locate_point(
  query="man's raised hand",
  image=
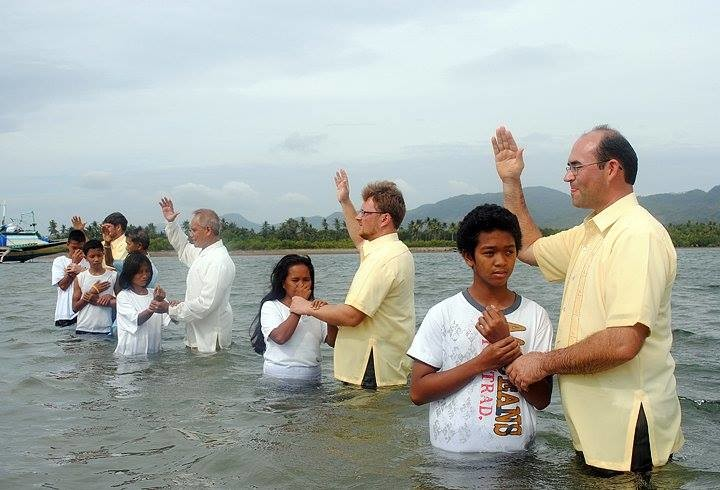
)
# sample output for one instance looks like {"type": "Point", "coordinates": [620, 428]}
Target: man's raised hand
{"type": "Point", "coordinates": [77, 223]}
{"type": "Point", "coordinates": [508, 158]}
{"type": "Point", "coordinates": [168, 210]}
{"type": "Point", "coordinates": [342, 185]}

☆ ☆ ☆ ☆ ☆

Problem description
Reproduce the rows above word for word, leaving out the pictures.

Result for this task
locate_point(
  query="man's raised hand",
  image=
)
# sample output for one instance looks like {"type": "Point", "coordinates": [620, 428]}
Target: man's raised hand
{"type": "Point", "coordinates": [77, 223]}
{"type": "Point", "coordinates": [508, 158]}
{"type": "Point", "coordinates": [168, 210]}
{"type": "Point", "coordinates": [342, 185]}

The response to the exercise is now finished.